> **Extracted data**
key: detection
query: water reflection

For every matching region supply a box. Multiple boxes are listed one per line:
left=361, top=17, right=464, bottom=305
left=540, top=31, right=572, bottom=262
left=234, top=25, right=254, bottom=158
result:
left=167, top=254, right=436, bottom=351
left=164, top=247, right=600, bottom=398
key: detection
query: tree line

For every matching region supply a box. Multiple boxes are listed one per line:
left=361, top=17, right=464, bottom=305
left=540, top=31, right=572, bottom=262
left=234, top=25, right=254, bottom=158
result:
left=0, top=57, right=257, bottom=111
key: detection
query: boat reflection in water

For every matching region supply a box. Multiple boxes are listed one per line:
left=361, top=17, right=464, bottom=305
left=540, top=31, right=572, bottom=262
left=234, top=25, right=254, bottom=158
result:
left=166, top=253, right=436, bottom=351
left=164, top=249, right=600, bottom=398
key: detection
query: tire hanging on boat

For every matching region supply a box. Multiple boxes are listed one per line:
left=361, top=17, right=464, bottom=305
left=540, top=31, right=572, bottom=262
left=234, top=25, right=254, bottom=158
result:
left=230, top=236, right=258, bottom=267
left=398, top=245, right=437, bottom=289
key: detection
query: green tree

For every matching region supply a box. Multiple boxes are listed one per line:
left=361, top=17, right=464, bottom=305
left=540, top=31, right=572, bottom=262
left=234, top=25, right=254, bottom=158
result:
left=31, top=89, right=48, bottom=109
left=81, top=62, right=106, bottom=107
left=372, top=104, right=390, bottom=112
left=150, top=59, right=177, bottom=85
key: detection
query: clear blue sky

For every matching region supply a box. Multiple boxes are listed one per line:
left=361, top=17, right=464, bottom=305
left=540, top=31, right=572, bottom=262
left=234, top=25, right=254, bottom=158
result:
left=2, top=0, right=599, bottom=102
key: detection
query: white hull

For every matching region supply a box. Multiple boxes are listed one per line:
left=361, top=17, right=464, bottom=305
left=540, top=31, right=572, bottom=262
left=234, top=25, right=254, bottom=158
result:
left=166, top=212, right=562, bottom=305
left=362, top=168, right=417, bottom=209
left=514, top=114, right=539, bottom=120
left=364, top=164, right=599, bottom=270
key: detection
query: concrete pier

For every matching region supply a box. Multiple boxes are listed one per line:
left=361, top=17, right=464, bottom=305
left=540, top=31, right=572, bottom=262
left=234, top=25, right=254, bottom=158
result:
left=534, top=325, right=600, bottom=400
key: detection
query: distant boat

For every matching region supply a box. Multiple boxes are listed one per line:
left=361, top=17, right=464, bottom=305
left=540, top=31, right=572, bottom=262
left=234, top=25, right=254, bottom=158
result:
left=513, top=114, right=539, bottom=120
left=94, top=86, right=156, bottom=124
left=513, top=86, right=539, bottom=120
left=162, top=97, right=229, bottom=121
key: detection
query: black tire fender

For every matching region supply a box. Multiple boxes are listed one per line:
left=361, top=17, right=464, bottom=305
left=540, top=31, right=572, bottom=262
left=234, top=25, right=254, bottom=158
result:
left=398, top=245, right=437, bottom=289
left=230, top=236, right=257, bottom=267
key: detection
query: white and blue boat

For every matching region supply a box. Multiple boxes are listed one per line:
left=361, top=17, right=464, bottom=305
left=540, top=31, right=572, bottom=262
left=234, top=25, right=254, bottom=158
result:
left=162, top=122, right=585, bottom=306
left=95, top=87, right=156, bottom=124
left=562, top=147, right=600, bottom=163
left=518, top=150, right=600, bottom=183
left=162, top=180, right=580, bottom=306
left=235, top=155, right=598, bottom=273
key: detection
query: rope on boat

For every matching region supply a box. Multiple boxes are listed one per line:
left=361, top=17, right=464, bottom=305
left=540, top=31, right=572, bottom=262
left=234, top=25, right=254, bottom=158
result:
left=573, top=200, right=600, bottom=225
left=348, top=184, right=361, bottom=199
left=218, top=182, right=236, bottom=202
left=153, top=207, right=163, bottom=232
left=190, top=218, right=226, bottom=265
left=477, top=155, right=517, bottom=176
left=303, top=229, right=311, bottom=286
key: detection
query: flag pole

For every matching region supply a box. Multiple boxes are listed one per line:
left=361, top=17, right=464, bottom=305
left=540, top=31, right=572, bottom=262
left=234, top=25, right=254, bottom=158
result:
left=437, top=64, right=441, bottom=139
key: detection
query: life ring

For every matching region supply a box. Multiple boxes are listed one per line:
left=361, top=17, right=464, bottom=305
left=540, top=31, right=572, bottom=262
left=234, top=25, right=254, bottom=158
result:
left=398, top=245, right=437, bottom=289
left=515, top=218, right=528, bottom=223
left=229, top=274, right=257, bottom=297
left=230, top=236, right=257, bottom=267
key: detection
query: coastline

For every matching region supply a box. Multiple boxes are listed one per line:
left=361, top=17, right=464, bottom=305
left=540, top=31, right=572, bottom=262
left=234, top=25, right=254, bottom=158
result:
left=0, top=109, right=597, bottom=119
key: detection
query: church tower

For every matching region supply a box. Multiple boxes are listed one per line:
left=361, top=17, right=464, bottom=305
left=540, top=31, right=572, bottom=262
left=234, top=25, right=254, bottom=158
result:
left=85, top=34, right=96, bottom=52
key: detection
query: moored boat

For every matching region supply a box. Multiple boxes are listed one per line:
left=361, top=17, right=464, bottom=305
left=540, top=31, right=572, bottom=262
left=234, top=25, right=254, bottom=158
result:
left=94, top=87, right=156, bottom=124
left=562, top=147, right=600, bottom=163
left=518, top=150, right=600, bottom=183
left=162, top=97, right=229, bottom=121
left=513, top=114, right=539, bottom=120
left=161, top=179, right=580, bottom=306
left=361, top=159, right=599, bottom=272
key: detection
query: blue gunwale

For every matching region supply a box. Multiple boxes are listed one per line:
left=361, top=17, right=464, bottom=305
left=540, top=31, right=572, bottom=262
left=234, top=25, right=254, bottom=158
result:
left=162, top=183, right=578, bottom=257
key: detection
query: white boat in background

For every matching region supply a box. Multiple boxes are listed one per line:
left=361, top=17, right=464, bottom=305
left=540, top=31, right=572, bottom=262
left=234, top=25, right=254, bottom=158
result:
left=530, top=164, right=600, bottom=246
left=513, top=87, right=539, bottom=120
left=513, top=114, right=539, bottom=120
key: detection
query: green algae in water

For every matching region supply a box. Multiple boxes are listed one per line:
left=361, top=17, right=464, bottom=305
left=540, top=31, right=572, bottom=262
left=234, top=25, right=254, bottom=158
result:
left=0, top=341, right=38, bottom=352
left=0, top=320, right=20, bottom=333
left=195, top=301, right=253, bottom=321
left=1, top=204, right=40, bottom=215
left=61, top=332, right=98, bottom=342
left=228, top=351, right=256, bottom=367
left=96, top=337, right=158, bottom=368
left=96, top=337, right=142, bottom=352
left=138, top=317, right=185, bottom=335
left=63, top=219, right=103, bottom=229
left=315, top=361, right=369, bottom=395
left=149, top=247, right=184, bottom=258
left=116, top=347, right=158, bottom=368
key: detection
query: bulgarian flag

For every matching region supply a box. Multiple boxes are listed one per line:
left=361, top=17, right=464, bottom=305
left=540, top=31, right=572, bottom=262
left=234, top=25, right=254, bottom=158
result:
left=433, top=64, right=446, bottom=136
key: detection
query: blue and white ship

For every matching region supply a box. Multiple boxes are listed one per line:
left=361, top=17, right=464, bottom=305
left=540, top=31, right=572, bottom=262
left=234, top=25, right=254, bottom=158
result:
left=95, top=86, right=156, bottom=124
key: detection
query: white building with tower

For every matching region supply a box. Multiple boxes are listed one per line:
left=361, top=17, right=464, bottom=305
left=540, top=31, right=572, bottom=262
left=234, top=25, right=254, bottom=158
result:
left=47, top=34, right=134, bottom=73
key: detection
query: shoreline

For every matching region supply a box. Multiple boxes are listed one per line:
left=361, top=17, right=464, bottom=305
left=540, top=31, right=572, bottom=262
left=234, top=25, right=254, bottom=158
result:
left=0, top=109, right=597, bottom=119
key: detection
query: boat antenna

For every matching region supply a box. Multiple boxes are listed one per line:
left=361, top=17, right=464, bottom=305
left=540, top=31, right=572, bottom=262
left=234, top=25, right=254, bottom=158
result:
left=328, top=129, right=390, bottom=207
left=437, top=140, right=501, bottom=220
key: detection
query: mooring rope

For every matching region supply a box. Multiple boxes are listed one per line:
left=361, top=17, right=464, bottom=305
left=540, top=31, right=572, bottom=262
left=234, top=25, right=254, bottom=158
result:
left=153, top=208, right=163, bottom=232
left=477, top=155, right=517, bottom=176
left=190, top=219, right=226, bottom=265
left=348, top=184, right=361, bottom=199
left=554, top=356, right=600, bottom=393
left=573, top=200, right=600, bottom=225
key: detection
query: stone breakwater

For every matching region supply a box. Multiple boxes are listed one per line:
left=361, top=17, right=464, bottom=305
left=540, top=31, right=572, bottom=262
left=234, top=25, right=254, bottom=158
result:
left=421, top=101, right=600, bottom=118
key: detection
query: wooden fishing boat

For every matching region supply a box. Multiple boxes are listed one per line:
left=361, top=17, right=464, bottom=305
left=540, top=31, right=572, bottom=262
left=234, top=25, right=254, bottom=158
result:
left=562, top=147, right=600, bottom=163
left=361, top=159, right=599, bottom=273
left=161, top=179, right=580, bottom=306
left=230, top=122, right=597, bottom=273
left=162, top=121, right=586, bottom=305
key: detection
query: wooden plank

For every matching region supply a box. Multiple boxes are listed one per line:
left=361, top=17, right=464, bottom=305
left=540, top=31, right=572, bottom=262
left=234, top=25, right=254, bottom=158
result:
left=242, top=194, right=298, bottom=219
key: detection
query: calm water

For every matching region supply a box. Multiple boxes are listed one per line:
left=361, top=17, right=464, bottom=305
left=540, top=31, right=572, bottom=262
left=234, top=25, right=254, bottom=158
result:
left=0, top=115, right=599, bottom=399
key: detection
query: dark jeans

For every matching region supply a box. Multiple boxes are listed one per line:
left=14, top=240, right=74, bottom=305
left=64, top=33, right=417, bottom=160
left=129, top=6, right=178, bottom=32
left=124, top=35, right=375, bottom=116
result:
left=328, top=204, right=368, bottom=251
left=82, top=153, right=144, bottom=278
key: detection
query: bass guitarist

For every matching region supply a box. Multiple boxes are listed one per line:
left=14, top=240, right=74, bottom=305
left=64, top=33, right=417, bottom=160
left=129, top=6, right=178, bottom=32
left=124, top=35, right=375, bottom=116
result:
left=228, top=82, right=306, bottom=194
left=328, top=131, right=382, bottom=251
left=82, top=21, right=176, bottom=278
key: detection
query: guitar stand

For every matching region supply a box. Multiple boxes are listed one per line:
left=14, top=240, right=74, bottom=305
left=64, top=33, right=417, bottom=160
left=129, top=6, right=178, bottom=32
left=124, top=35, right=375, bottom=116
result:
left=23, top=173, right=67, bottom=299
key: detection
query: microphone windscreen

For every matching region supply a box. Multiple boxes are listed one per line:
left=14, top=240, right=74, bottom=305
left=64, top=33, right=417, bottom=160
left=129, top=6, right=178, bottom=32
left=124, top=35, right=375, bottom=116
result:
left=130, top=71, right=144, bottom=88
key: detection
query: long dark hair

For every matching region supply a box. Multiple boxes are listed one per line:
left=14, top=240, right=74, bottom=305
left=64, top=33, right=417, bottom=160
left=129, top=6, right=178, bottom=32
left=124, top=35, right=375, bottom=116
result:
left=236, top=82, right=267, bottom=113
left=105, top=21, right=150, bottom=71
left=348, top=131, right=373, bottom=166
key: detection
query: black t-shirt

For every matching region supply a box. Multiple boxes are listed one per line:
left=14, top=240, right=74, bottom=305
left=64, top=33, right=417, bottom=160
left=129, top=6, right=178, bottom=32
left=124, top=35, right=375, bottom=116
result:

> **Exercise**
The expected output is each line of the records above that includes the word "boat".

> **Answer space**
query: boat reflection in water
query: tire hanging on boat
query: distant boat
query: white and blue boat
query: rope on boat
query: moored boat
query: white boat in background
query: boat antenna
query: wooden fishing boat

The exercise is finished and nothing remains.